» Material supplied:
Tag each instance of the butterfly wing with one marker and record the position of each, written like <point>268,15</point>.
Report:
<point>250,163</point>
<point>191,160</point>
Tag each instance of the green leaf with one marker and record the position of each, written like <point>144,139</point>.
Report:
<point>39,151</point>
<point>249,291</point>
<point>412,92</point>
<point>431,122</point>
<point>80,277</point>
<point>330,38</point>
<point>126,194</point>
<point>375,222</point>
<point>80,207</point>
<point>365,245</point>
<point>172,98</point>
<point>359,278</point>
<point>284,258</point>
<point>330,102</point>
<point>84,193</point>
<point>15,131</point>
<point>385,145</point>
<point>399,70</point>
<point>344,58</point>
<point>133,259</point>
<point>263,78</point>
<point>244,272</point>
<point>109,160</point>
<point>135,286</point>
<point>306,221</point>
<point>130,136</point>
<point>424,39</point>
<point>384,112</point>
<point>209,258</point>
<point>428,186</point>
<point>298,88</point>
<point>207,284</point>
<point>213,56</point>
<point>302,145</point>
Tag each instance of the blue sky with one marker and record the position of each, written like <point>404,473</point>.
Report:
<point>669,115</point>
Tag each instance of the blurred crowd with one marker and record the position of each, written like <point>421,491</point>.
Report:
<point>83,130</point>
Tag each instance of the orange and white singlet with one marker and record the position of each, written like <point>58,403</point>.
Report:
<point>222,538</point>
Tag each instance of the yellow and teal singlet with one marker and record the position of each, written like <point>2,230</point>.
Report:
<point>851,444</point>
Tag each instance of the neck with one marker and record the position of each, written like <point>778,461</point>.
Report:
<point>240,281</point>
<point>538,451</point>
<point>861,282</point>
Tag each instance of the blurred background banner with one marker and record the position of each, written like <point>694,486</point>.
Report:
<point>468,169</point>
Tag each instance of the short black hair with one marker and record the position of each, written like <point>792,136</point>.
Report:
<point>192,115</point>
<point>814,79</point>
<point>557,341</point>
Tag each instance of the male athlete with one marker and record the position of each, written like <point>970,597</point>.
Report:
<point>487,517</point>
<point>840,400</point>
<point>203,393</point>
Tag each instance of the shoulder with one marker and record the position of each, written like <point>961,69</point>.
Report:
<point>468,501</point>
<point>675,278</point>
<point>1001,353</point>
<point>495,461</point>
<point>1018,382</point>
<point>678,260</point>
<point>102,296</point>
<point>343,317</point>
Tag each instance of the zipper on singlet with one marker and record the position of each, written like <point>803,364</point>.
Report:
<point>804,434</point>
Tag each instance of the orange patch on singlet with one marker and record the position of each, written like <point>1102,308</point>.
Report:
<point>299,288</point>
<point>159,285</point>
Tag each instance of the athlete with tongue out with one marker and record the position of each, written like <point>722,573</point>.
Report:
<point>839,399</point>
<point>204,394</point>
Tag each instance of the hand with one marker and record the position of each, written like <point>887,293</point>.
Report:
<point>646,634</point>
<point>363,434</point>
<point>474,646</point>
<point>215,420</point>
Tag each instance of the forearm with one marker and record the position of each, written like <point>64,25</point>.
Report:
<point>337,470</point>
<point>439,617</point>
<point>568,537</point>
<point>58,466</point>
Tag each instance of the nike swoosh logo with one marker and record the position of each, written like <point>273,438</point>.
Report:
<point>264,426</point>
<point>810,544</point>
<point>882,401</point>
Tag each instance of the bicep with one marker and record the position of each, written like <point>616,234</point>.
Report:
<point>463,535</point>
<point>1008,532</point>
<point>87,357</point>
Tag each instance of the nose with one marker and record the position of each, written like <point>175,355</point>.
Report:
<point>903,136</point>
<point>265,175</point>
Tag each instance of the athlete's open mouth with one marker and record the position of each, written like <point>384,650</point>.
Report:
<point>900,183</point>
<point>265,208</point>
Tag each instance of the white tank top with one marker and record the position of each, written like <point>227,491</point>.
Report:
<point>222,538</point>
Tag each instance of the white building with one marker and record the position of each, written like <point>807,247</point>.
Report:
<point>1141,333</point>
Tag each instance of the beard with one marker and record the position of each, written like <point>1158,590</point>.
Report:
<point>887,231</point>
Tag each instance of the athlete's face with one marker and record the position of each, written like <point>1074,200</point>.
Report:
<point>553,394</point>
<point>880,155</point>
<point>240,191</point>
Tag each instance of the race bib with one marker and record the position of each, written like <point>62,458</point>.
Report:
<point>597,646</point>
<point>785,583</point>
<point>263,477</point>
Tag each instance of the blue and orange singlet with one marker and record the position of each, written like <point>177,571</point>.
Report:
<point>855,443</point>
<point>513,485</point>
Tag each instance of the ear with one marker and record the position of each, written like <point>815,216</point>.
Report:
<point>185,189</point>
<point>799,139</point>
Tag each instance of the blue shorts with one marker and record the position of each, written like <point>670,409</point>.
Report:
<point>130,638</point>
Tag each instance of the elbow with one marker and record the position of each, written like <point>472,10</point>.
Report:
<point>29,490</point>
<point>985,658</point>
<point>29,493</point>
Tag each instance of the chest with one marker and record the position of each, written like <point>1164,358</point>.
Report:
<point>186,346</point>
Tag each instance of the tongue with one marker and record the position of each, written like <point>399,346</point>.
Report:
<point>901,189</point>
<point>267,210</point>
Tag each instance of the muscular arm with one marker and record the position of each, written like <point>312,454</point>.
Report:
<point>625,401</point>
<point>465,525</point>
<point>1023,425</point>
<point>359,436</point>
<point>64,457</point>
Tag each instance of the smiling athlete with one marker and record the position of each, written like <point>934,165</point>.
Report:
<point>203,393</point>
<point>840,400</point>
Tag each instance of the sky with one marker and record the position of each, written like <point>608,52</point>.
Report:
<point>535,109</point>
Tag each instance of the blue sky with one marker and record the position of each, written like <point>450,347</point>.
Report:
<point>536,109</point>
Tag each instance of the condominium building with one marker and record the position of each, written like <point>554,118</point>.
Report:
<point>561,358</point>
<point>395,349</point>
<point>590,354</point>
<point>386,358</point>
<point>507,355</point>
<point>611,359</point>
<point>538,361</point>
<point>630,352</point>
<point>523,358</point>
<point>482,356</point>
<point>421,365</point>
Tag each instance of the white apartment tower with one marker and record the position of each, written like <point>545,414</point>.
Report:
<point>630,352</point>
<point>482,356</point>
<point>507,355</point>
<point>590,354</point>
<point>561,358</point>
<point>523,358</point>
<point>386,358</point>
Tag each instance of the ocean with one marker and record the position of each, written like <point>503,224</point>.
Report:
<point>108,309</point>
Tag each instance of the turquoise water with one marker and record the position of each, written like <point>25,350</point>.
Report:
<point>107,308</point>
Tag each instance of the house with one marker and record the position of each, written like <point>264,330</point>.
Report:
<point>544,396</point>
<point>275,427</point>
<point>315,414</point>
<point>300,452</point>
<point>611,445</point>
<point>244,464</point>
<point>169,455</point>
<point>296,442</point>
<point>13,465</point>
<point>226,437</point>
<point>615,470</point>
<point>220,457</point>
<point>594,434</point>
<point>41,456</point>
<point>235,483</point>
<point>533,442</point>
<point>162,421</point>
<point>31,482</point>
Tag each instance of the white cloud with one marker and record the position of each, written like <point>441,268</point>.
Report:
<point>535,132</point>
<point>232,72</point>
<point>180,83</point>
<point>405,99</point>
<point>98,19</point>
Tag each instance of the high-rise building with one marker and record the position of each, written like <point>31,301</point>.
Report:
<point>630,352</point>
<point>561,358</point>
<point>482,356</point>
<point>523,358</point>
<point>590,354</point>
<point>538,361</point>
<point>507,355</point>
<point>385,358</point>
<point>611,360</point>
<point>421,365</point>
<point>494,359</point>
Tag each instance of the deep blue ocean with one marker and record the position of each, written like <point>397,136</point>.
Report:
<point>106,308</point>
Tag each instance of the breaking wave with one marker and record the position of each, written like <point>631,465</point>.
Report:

» Exercise goal: Output the lines above as a JSON list of strings, one string per line, leaving out blank lines.

» Full answer:
[
  "Tag each instance of the butterfly wing with one marker and record the position of each, written like <point>268,15</point>.",
  "Report:",
  "<point>250,163</point>",
  "<point>191,160</point>",
  "Tag each instance of the green leaf with one marker and record the position of each, written like <point>144,139</point>.",
  "Report:",
  "<point>39,151</point>",
  "<point>249,291</point>",
  "<point>412,92</point>",
  "<point>431,122</point>",
  "<point>80,277</point>",
  "<point>330,38</point>",
  "<point>126,194</point>",
  "<point>375,222</point>",
  "<point>80,207</point>",
  "<point>365,245</point>",
  "<point>172,98</point>",
  "<point>359,278</point>",
  "<point>284,258</point>",
  "<point>330,102</point>",
  "<point>84,193</point>",
  "<point>15,131</point>",
  "<point>385,145</point>",
  "<point>399,70</point>",
  "<point>344,58</point>",
  "<point>133,259</point>",
  "<point>263,78</point>",
  "<point>244,272</point>",
  "<point>109,160</point>",
  "<point>135,286</point>",
  "<point>306,221</point>",
  "<point>130,136</point>",
  "<point>424,39</point>",
  "<point>384,112</point>",
  "<point>209,258</point>",
  "<point>428,186</point>",
  "<point>298,88</point>",
  "<point>207,284</point>",
  "<point>213,56</point>",
  "<point>302,145</point>",
  "Tag each instance of the blue sky with one marker and record the position of each, written like <point>404,473</point>.",
  "Report:",
  "<point>669,115</point>",
  "Tag each instance of the blurred crowd with one marker and record the position of each, written like <point>421,491</point>.",
  "Report:",
  "<point>83,130</point>",
  "Tag each instance of the orange and white singlet with one marker and record the position of each, written like <point>58,403</point>.",
  "Report:",
  "<point>222,538</point>",
  "Tag each instance of the yellow and teal singlet with one marker and record the position of each, written like <point>2,230</point>.",
  "Report:",
  "<point>851,444</point>",
  "Tag each instance of the neck with one marker and record the position of each, written like <point>778,461</point>.",
  "Report:",
  "<point>240,281</point>",
  "<point>538,451</point>",
  "<point>861,282</point>",
  "Tag each instance of the blurred background banner with one marker and record the position of each, written like <point>694,486</point>.",
  "Report:",
  "<point>468,169</point>",
  "Tag each instance of the short black hair with one marker and record the position of each, written like <point>792,136</point>.",
  "Report:",
  "<point>192,115</point>",
  "<point>814,79</point>",
  "<point>557,341</point>",
  "Tag each instance of the male athlete with one marker and record the position of each, written like <point>970,597</point>.",
  "Report:",
  "<point>487,517</point>",
  "<point>840,400</point>",
  "<point>203,393</point>",
  "Tag each instance of the shoulder with one marker and record the position of each, written like <point>961,69</point>.",
  "Report:",
  "<point>468,501</point>",
  "<point>675,278</point>",
  "<point>1001,353</point>",
  "<point>495,461</point>",
  "<point>1018,382</point>",
  "<point>678,260</point>",
  "<point>102,296</point>",
  "<point>343,317</point>",
  "Tag each instance of the zipper on singlet with one marker and record the position of each, written like <point>803,364</point>.",
  "Report:",
  "<point>804,434</point>",
  "Tag each instance of the orange patch on singlet with one marker and record the position of each, written like <point>1102,308</point>.",
  "Report:",
  "<point>299,288</point>",
  "<point>159,285</point>",
  "Tag each instance of the athlete with tongue out with one marker and record the position of each, written like <point>722,573</point>.",
  "Report:",
  "<point>839,399</point>",
  "<point>204,394</point>",
  "Tag each instance of the hand with one marker and record the position of each, written like <point>887,293</point>.",
  "Report:",
  "<point>646,634</point>",
  "<point>363,434</point>",
  "<point>474,646</point>",
  "<point>215,420</point>",
  "Tag each instance of the forearm with one marker and record the position of each, written like <point>64,25</point>.",
  "Report:",
  "<point>337,470</point>",
  "<point>439,617</point>",
  "<point>568,537</point>",
  "<point>58,466</point>",
  "Tag each instance of the nike swoosh logo with one marker and record the position of each, written like <point>273,438</point>.",
  "Report:",
  "<point>264,426</point>",
  "<point>810,544</point>",
  "<point>882,401</point>",
  "Tag each instance of the bicep with one marker and record the position of each, written like <point>616,234</point>.",
  "Report:",
  "<point>463,535</point>",
  "<point>1008,532</point>",
  "<point>87,357</point>",
  "Tag each instance of the nose with one marker and record the position of each, written like <point>175,355</point>.",
  "Report:",
  "<point>903,136</point>",
  "<point>265,175</point>",
  "Tag each instance of the athlete's open mouth with one marker and record the position of each, written like <point>384,650</point>.",
  "Report:",
  "<point>900,183</point>",
  "<point>265,208</point>",
  "Tag each instance of the white tank top with one marker and record the position of each, written like <point>227,491</point>.",
  "Report:",
  "<point>222,538</point>",
  "Tag each instance of the white building with one marker and record the position of each, written like <point>807,247</point>.",
  "Report:",
  "<point>1141,333</point>",
  "Tag each instance of the beard with one marker and record the position of each, written like <point>1158,590</point>.",
  "Report:",
  "<point>887,231</point>",
  "Tag each instance of the athlete's face with one marker and record the position of each, written like <point>1074,200</point>.",
  "Report:",
  "<point>553,394</point>",
  "<point>880,155</point>",
  "<point>240,191</point>",
  "Tag each instance of the race bib with one marker and record the position of each, written like <point>62,458</point>.",
  "Report:",
  "<point>597,646</point>",
  "<point>785,583</point>",
  "<point>263,477</point>",
  "Tag each instance of the blue and orange singlet with one marker and record the position of each, written like <point>177,571</point>.",
  "Report:",
  "<point>855,443</point>",
  "<point>513,485</point>",
  "Tag each instance of the ear with one marker and record the position of each, written like <point>815,216</point>.",
  "Report:",
  "<point>185,189</point>",
  "<point>799,139</point>",
  "Tag each instance of the blue shorts with one marker and record the position of each, written like <point>670,409</point>.",
  "Report:",
  "<point>130,638</point>",
  "Tag each instance of the elbow with one marker and record the position of each, written like <point>472,10</point>.",
  "Report:",
  "<point>29,490</point>",
  "<point>985,658</point>",
  "<point>29,493</point>",
  "Tag each instance of the chest with one marker and record the position of each, written like <point>1164,358</point>.",
  "Report:",
  "<point>186,346</point>",
  "Tag each instance of the tongue with one marker and record the position of each, written like <point>399,346</point>.",
  "Report:",
  "<point>901,189</point>",
  "<point>267,210</point>",
  "Tag each instance of the muscular arm with one marker and record the position of each, written like <point>312,454</point>.",
  "Report:",
  "<point>625,401</point>",
  "<point>465,525</point>",
  "<point>1023,425</point>",
  "<point>359,436</point>",
  "<point>64,457</point>",
  "Tag each instance of the smiling athlete with one marker and record the position of each, written like <point>934,165</point>.",
  "Report:",
  "<point>203,393</point>",
  "<point>840,400</point>",
  "Tag each instance of the sky with one marker and record the position of each, written like <point>608,52</point>.",
  "Report:",
  "<point>535,109</point>",
  "Tag each instance of the blue sky with one marker and record the position of each, written like <point>450,347</point>.",
  "Report:",
  "<point>536,109</point>",
  "Tag each instance of the condominium building with one marker and record the position of each, written like <point>554,118</point>.",
  "Report:",
  "<point>561,358</point>",
  "<point>395,349</point>",
  "<point>590,354</point>",
  "<point>386,358</point>",
  "<point>507,355</point>",
  "<point>611,359</point>",
  "<point>538,361</point>",
  "<point>630,352</point>",
  "<point>523,358</point>",
  "<point>482,356</point>",
  "<point>421,365</point>",
  "Tag each instance of the white apartment tower with one marker and record the position of each, written like <point>545,414</point>.",
  "Report:",
  "<point>630,352</point>",
  "<point>482,356</point>",
  "<point>507,355</point>",
  "<point>590,354</point>",
  "<point>561,358</point>",
  "<point>523,358</point>",
  "<point>386,358</point>",
  "Tag each instance of the ocean with one marker and record the position of each, written like <point>503,224</point>.",
  "Report:",
  "<point>108,309</point>",
  "Tag each instance of the turquoise water with one marker and record the position of each, written like <point>25,350</point>.",
  "Report:",
  "<point>107,308</point>",
  "Tag each instance of the house with one marker and record the position of each, written like <point>264,330</point>.",
  "Report:",
  "<point>544,396</point>",
  "<point>275,427</point>",
  "<point>315,414</point>",
  "<point>300,452</point>",
  "<point>611,445</point>",
  "<point>244,464</point>",
  "<point>169,455</point>",
  "<point>296,442</point>",
  "<point>13,465</point>",
  "<point>226,437</point>",
  "<point>615,470</point>",
  "<point>220,457</point>",
  "<point>594,434</point>",
  "<point>41,456</point>",
  "<point>235,483</point>",
  "<point>533,442</point>",
  "<point>162,421</point>",
  "<point>31,482</point>",
  "Tag each instance of the white cloud with one marker and record the position of each, written like <point>441,268</point>.",
  "Report:",
  "<point>535,132</point>",
  "<point>232,72</point>",
  "<point>180,83</point>",
  "<point>405,99</point>",
  "<point>98,19</point>",
  "Tag each instance of the high-rise building with one marker and record the position of each, written like <point>31,301</point>.",
  "Report:",
  "<point>630,352</point>",
  "<point>561,358</point>",
  "<point>482,356</point>",
  "<point>523,358</point>",
  "<point>590,354</point>",
  "<point>538,361</point>",
  "<point>507,355</point>",
  "<point>385,358</point>",
  "<point>611,360</point>",
  "<point>421,365</point>",
  "<point>494,359</point>",
  "Tag each instance of the deep blue ocean with one marker and record the position of each, written like <point>397,136</point>.",
  "Report:",
  "<point>106,308</point>",
  "Tag each instance of the breaking wave with one marker and record the position of each, written like <point>631,465</point>.",
  "Report:"
]